## DOCUMENT TEXT:

I’m changing paragraphs because I’ve lost my place. Okay, so after the family reports, Lamar will have a little something special planned, like maybe a slide show of his trip to the family castle in Scotland. It’s called Wemyss or something, I believe. And then he’ll call on someone who has been doing research into the family tree and they’ll stand and tell what they’ve dug up. Then we usually get a report on the Weems House at Millsaps and hear the story yet again of how my great grandfather sold a mule to help build the college, even though he knew none of his children would ever be able to go there, and yet a whole bunch of his children ended up graduating from there and becoming Methodist preachers. And then somebody will say the blessing and we’ll go outside and eat and visit for a couple of hours. (This is the true miracle: that food sits outside in Mississippi summer heat, the stuffed eggs and fried chicken and potato salad and everything, for all that time and I don’t know that anyone has ever gotten salmonella. Miraculous. Think about it.)

Now, back to my original question. Why do we need a president? I guess it goes back to the days when all the old folks served in the state legislature and they just thought they had to have all those offices for the reunion. The elections are very interesting, too. I mean, they follow all those rules about making nominations and seconding them. They make motions about other things, too. Well, last year, there was an attempted coup to overthrow Lamar as president. I do not know why, but it seemed the rebels had their reasons. Lamar was not there and had left someone to reside in his place. He is a past president of the Mississippi Medical Association and had to attend the annual conference or something. Anyway, the attempt kind of fizzled and everybody was uncomfortable afterwards. I don’t know. It seems a shame. And why on earth would anyone care who calls on a pianist and a singer and a pray-er? Beats me.

I was out walking yesterday, and I decided that instead of making resolutions for 2006–the whole year–I’ll make them for January. Then, at the end of January I’ll make them for February, and so on. I think it’s a brilliant idea, really. I’ve made a few, and I think this is going to be an exciting experiment. We’ll see.

## WHAT YOU SHOULD DO:
Copy the family reunion text in full, word for word.

## SUPPLIED ENTRIES:
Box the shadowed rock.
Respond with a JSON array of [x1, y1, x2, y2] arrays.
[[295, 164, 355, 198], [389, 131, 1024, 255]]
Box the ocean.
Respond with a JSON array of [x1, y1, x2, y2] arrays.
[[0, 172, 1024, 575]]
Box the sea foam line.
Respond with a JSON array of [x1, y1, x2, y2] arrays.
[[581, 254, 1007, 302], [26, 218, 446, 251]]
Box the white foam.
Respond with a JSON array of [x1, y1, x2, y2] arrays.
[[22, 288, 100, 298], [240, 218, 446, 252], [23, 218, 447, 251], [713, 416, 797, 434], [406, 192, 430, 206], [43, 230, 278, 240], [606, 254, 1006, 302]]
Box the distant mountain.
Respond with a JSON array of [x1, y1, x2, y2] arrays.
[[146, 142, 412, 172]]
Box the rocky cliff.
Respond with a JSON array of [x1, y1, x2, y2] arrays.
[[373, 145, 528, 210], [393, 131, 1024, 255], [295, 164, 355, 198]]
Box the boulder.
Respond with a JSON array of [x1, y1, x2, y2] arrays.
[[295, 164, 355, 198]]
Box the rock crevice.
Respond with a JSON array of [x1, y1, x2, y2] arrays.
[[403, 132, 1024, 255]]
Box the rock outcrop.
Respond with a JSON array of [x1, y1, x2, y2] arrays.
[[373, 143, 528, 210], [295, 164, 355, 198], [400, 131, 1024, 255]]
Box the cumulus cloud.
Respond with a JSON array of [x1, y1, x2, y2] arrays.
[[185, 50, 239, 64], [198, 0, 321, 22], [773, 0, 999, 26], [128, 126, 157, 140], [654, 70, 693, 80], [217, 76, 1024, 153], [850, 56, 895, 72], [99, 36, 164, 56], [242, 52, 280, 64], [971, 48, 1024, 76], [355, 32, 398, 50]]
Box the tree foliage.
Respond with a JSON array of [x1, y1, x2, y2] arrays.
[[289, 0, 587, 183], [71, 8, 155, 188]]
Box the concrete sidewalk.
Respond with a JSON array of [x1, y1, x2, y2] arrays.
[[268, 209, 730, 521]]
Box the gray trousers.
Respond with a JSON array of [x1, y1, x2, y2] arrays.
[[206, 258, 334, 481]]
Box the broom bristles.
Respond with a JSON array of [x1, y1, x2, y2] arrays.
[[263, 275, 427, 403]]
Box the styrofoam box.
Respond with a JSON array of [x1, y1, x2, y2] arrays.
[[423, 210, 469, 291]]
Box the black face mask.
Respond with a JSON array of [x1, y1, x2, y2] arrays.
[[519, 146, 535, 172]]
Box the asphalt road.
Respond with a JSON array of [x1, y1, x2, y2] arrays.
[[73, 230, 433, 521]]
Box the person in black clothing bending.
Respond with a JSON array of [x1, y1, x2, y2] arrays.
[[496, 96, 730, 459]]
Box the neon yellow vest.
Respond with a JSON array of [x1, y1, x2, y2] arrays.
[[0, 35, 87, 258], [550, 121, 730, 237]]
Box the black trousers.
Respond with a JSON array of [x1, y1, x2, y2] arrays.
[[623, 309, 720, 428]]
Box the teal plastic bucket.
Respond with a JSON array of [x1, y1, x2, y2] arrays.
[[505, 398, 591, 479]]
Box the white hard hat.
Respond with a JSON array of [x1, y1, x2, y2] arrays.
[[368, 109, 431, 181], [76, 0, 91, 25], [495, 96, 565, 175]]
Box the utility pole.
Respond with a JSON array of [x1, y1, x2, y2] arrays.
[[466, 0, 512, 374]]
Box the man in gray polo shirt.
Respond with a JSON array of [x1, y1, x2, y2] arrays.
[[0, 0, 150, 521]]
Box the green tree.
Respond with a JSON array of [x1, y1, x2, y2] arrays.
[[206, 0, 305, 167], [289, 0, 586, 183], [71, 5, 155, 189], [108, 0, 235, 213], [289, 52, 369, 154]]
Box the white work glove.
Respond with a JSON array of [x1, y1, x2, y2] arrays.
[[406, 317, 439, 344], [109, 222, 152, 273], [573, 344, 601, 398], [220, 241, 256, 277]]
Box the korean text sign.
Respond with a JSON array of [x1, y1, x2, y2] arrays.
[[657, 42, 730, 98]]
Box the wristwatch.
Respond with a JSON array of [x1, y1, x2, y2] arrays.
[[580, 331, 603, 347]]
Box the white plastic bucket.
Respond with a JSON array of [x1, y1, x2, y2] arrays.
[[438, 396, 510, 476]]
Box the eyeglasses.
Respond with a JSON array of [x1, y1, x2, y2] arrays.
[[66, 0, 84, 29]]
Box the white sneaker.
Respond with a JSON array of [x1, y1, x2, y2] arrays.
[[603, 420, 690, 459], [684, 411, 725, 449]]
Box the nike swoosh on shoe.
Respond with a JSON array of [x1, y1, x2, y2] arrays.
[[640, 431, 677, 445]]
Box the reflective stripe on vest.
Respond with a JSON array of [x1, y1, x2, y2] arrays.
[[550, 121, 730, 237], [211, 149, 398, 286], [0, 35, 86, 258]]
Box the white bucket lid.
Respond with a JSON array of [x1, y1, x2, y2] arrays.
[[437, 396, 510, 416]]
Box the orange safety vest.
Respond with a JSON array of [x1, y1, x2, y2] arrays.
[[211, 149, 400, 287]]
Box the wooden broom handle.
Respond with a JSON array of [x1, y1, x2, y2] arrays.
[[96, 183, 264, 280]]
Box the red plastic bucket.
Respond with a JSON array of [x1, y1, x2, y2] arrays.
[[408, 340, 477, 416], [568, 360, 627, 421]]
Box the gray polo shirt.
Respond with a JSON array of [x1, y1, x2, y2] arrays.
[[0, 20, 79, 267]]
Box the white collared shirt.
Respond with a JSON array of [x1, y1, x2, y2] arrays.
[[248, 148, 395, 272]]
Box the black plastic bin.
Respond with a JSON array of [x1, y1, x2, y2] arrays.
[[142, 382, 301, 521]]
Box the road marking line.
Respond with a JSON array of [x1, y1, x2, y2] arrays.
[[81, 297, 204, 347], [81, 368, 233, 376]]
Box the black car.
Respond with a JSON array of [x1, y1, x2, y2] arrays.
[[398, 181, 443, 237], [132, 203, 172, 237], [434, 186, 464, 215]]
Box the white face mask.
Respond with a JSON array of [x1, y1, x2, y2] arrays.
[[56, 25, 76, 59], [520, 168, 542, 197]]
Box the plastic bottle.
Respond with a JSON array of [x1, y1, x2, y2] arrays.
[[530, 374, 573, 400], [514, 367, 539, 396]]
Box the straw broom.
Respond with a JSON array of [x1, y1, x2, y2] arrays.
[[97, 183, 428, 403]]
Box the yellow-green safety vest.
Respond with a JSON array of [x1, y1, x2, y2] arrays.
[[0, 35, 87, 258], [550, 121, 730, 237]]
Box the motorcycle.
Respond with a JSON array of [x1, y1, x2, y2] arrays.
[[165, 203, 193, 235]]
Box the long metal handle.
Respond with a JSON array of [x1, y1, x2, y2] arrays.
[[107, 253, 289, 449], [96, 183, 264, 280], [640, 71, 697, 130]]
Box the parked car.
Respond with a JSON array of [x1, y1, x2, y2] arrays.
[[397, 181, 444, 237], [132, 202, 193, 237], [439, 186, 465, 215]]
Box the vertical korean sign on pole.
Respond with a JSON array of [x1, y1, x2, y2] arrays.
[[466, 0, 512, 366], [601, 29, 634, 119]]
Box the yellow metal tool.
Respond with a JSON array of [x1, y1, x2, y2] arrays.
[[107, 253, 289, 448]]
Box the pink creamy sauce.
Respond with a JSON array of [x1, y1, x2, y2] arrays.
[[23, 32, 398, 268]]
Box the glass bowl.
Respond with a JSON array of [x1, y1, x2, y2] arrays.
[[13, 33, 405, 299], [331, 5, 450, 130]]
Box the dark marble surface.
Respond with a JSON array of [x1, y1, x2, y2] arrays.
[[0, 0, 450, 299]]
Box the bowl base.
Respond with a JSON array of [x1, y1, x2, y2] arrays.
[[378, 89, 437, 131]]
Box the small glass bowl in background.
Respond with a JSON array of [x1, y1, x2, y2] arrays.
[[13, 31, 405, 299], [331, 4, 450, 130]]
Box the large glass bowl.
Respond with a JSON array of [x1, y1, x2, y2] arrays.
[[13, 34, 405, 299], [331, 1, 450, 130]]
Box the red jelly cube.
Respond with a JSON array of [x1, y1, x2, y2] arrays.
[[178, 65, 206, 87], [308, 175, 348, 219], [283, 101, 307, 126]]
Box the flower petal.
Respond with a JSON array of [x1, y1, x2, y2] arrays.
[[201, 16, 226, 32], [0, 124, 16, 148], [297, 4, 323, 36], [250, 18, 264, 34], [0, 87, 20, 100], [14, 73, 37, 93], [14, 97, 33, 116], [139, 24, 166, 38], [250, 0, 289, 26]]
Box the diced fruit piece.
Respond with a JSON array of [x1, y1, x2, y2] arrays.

## RESPONSE AREA:
I’m changing paragraphs because I’ve lost my place. Okay, so after the family reports, Lamar will have a little something special planned, like maybe a slide show of his trip to the family castle in Scotland. It’s called Wemyss or something, I believe. And then he’ll call on someone who has been doing research into the family tree and they’ll stand and tell what they’ve dug up. Then we usually get a report on the Weems House at Millsaps and hear the story yet again of how my great grandfather sold a mule to help build the college, even though he knew none of his children would ever be able to go there, and yet a whole bunch of his children ended up graduating from there and becoming Methodist preachers. And then somebody will say the blessing and we’ll go outside and eat and visit for a couple of hours. (This is the true miracle: that food sits outside in Mississippi summer heat, the stuffed eggs and fried chicken and potato salad and everything, for all that time and I don’t know that anyone has ever gotten salmonella. Miraculous. Think about it.)

Now, back to my original question. Why do we need a president? I guess it goes back to the days when all the old folks served in the state legislature and they just thought they had to have all those offices for the reunion. The elections are very interesting, too. I mean, they follow all those rules about making nominations and seconding them. They make motions about other things, too. Well, last year, there was an attempted coup to overthrow Lamar as president. I do not know why, but it seemed the rebels had their reasons. Lamar was not there and had left someone to reside in his place. He is a past president of the Mississippi Medical Association and had to attend the annual conference or something. Anyway, the attempt kind of fizzled and everybody was uncomfortable afterwards. I don’t know. It seems a shame. And why on earth would anyone care who calls on a pianist and a singer and a pray-er? Beats me.

I was out walking yesterday, and I decided that instead of making resolutions for 2006–the whole year–I’ll make them for January. Then, at the end of January I’ll make them for February, and so on. I think it’s a brilliant idea, really. I’ve made a few, and I think this is going to be an exciting experiment. We’ll see.